Objective:
Pick out every line in the material below that contains the word "Reply", and copy each one in full. Only count matches with the same capitalization.

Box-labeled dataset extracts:
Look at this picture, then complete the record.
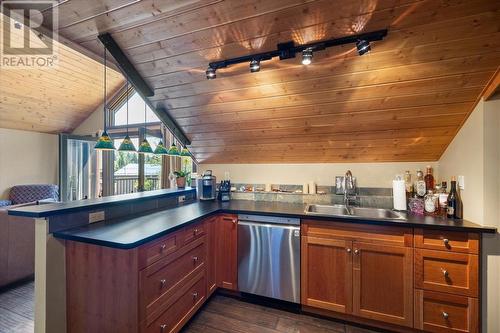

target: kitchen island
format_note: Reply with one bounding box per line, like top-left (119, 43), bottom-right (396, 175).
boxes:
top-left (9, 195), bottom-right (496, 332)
--
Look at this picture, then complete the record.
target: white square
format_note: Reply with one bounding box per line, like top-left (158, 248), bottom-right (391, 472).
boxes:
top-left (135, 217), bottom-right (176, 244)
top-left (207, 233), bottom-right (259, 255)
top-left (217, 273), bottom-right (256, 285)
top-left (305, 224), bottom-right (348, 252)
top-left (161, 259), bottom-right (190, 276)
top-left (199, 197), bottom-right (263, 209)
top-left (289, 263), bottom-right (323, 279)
...
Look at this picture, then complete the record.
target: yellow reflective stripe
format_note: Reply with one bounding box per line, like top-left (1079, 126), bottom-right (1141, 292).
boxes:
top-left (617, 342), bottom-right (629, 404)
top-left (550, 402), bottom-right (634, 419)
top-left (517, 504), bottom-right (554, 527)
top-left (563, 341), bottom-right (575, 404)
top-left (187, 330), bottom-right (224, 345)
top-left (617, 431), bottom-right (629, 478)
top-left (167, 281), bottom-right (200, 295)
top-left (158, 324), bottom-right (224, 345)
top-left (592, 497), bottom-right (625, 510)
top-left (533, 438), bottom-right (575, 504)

Solution to the exercise:
format_note: Reply with one bounding box per line, like top-left (119, 43), bottom-right (396, 175).
format_note: Reply with one bounding box per line, like top-left (158, 248), bottom-right (391, 472).
format_note: Reply with one bounding box per line, like top-left (1079, 126), bottom-right (1141, 292).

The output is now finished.